[Goal of the exercise]
Reproduce the listing in its entirety. Do not reproduce the pictures.

[Data to use]
*****

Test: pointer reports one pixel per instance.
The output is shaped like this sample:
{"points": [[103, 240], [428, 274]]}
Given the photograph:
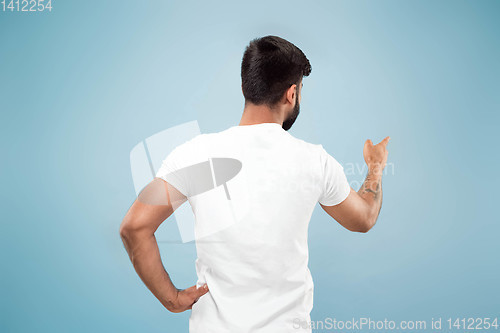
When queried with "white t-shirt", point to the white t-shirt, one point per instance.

*****

[Answer to the exercise]
Test: pointer reports one pixel per instance.
The output is shaped like this sample:
{"points": [[103, 240], [428, 274]]}
Given the photograph:
When queried with "white t-shirt", point to the white t-shirt, one point per instance.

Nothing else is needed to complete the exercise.